• [GOAL 1] Return the dataset rows beginning with the line that contains "the metal mesh" and continuing through the final row, reproducing those lines verbatim.

• [TEXT EXCERPT]
····················

When we suffer, we can draw near to Jesus because He knows exactly how we feel. He has compassion for us, because He has seen firsthand how off-course and wayward we are. In fact, Romans 8:34 says that Christ intercedes for us; he pleads on our behalf because He has suffered too! So when you suffer—not “if,” but “when”—consider it an opportunity to grow closer to Christ because He knows exactly how you feel.

Romans 9: Magnifying the God of the Earth

For a class this semester I have to choose a passage from either Romans or Hebrews to study in depth. I wanted a “difficult” passage because those are the most fun for me to study so I chose everyone’s favorite chapter: Romans 9. You read that right. I decided to dive deep into Romans 9 for this project and have already started to love this passage. I wanted to share three things I’ve already seen thus far.

  1. Paul’s imitation of Christ
  2. God’s definition of injustice
  3. God’s sovereignty in human history

Paul’s Imitation of Christ: Romans 9:3 contains some very surprising words: “I could wish that I myself were accursed and cut off from Christ for the sake of my brothers, my kinsmen according to the flesh.” To be honest, I’ve always thought this was a little over-the-top. Surely Paul is exaggerating, right? Surely Paul would never even consider being “accursed and cut off” from God, right? But this week I remembered something incredible. The words of Christ on the cross: “My God, my God, why have you forsaken me?” (Matthew 27:46 and Mark 15:34; see also Psalm 22:1). Where Paul wished himself accursed and cut off from God, Christ actually was accursed and cut off from God the Father. Paul is merely imitating Christ in his desire to see others come to know the Father. They both desired to share Christ with others so much that they were willing to suffer for it.

God’s definition of injustice: After recalling the story of God choosing to love Jacob and hate Esau before either had been born (Rm. 9:13), the next verse asks this question: “What shall we say then? Is there injustice on God’s part?” (Romans 9:14) When we read this, we assume the “injustice” is that God hated Esau. But, in the context of the passage, this is completely wrong. Look at verses 14-16 and pay attention to the words I have made bold:

14 What shall we say then? Is there injustice on God’s part? By no means! 15 For he says to Moses, “I will have mercy on whom I have mercy, and I will have compassion on whom I have compassion.”16 So then it depends not on human will or exertion, but on God, who has mercy.

Notice anything? The injustice is not that God hated Esau. The injustice is that God loved Jacob! Think about it for a minute. What is justice? Merriam-Webster defines justice as: “the maintenance or administration of what is just especially by the impartial adjustment of conflicting claims or the assignment of merited rewards or punishments.” The key word there is merited: merited rewards or punishments. Justice is giving people exactly what they deserve. Because we’ve already established—in Romans, no less—that everyone has committed rebellion against God (Rom. 3:23) we know that everyone deserves eternal death (Rom. 6:23). Justice would be giving us our merited punishments. Injustice would be giving us grace, forgiveness, love, and eternal life. God’s grace to sinners is the ultimate act of injustice, but He has the right to have mercy on whom He will have mercy, and compassion on whom He will have compassion. Why? Because He’s God! J

God’s sovereignty in human history: Take a look at this list of historical people in Israel’s history:

  • Abraham
  • Sarah
  • Isaac
  • Rebekah
  • Jacob
  • Esau
  • Moses
  • Pharaoh
  • David
  • Daniel
  • Hosea
  • Isaiah
  • Jeremiah
  • Malachi
  • Amos
  • Joel
  • Jesus Christ

Believe it or not, all of those people are mentioned, quoted, or alluded to in Romans 9. Just verses 4 & 5 contain all of this: “They are Israelites, and to them belong the adoption, the glory, the covenants, the giving of the law, the worship, and the promises. To them belong the patriarchs, and from their race, according to the flesh, is the Christ, who is God over all, blessed forever. Amen. (Romans 9:4-5)” That is a ton of Jewish history and Paul was writing to Jews, which makes me think that he understood that they would understand many of these references.

····················

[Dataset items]
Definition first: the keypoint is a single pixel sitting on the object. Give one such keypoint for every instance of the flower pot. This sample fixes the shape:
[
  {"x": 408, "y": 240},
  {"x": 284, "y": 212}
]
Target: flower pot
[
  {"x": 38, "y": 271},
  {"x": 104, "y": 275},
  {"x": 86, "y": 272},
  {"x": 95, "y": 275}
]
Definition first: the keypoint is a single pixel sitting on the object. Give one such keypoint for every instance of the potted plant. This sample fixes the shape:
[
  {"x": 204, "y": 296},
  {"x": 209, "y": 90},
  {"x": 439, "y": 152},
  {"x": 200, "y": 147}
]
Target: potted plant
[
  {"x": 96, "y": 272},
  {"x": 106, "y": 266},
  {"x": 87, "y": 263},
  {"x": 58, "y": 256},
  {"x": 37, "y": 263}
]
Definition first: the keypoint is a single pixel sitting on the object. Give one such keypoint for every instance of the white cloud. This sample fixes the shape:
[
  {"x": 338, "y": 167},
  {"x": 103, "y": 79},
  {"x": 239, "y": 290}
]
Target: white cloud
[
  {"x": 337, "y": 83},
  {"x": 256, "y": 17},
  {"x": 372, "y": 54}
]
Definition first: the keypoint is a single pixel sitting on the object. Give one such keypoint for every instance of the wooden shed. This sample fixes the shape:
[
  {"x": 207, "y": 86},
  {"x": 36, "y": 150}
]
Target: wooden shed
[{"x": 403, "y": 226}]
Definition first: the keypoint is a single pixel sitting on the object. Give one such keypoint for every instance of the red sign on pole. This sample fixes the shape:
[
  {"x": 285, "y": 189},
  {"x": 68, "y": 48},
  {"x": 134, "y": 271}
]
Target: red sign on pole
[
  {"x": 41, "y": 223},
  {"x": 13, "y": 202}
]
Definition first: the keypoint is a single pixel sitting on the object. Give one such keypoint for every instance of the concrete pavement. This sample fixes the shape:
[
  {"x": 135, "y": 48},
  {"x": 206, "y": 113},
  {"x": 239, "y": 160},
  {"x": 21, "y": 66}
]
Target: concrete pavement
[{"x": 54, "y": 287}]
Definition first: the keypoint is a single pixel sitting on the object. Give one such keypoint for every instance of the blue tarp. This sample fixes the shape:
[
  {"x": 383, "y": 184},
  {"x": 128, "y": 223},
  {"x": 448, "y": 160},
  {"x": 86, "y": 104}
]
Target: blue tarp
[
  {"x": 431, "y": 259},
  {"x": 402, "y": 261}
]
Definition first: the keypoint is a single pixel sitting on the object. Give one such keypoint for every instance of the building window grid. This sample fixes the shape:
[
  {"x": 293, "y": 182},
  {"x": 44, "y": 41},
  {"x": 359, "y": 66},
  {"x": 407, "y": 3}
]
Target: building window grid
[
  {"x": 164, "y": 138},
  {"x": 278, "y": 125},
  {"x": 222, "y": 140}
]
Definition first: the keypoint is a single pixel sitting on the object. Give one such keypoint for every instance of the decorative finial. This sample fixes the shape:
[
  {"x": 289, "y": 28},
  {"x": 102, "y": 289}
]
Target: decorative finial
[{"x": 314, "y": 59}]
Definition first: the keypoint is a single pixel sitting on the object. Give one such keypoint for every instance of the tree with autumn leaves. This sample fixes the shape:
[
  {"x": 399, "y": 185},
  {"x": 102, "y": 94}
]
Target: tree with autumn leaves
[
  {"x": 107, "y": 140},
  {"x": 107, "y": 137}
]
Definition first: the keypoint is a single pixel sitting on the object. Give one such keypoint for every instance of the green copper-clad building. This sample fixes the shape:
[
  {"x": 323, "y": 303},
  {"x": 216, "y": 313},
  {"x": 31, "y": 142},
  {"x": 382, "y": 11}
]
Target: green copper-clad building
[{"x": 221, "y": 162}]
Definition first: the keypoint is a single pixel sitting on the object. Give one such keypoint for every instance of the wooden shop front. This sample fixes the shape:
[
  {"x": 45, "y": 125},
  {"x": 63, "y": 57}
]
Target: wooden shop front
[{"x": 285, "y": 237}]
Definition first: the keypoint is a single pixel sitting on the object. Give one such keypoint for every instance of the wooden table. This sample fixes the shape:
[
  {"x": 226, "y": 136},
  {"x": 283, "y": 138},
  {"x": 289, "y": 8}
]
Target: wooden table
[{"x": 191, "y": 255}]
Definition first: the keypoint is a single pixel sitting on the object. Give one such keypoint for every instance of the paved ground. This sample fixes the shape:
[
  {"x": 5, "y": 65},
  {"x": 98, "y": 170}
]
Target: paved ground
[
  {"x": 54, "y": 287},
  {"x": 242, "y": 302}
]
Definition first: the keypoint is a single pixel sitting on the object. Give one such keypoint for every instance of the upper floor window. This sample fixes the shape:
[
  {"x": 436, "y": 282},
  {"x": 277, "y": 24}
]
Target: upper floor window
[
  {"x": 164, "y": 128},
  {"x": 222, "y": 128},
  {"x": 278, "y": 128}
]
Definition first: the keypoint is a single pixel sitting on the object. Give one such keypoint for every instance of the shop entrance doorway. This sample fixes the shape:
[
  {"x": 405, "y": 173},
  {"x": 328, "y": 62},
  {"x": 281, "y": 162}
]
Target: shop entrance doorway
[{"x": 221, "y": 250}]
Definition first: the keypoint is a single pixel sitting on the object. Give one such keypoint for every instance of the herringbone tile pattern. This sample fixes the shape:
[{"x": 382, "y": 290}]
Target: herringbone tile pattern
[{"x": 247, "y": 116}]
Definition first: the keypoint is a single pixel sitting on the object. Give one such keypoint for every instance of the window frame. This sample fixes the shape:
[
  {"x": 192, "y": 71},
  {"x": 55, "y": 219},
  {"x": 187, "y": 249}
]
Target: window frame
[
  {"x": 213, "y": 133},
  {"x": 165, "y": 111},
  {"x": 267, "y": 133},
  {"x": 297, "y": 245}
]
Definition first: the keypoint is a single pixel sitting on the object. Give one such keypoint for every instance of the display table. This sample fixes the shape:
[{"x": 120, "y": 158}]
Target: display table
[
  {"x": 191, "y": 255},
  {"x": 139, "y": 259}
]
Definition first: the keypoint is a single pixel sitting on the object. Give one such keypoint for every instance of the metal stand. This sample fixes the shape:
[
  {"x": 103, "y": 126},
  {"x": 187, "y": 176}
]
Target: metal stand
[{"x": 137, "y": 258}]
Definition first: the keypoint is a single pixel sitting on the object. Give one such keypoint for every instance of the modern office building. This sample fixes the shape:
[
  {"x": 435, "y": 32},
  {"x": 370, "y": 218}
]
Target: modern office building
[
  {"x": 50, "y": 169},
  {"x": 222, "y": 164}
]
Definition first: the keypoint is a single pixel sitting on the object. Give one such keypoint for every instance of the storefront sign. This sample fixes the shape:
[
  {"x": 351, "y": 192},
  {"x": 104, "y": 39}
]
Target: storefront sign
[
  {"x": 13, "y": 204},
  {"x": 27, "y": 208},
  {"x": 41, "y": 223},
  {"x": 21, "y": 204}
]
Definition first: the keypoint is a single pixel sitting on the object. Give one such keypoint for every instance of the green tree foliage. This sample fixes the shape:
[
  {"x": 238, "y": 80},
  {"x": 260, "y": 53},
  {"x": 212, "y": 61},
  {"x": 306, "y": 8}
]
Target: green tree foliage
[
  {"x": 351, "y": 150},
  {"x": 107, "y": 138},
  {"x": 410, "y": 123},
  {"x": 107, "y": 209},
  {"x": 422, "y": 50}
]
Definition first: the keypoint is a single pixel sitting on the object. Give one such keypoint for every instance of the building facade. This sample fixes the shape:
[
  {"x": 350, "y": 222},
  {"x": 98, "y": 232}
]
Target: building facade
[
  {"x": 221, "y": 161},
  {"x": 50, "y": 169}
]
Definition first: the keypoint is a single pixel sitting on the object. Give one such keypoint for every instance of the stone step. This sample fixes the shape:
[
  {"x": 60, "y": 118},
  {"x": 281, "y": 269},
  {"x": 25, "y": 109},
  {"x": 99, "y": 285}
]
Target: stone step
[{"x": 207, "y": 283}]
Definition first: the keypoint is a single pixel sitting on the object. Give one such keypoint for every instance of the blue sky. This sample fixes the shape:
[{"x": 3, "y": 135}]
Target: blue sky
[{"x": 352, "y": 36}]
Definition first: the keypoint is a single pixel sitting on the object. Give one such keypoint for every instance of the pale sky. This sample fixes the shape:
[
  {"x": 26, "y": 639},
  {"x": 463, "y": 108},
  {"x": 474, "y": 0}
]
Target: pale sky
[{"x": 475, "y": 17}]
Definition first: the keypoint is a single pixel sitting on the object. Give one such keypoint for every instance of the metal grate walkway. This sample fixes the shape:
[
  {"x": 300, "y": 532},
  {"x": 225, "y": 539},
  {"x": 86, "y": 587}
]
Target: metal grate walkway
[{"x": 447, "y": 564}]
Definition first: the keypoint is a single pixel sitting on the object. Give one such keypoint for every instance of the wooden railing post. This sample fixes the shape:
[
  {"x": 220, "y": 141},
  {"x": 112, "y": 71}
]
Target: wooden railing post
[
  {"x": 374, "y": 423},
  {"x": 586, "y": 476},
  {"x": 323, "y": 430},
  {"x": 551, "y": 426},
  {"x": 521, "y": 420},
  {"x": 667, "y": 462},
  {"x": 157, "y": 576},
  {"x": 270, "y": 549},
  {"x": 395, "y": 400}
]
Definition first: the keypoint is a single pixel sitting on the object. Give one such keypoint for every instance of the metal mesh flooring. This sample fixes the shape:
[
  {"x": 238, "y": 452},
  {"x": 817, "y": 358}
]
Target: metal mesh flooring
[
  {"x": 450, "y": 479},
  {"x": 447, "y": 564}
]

····················

• [GOAL 2] In the text excerpt on Romans 9, which key word does the writer single out from the Merriam-Webster definition of justice?

• [TASK OUTPUT 1]
Definition first: the keypoint is a single pixel sitting on the object. Give one such keypoint for every instance of the metal mesh flooring. This sample fixes the shape:
[
  {"x": 238, "y": 452},
  {"x": 817, "y": 358}
]
Target: metal mesh flooring
[
  {"x": 450, "y": 479},
  {"x": 447, "y": 564}
]

• [TASK OUTPUT 2] Merited.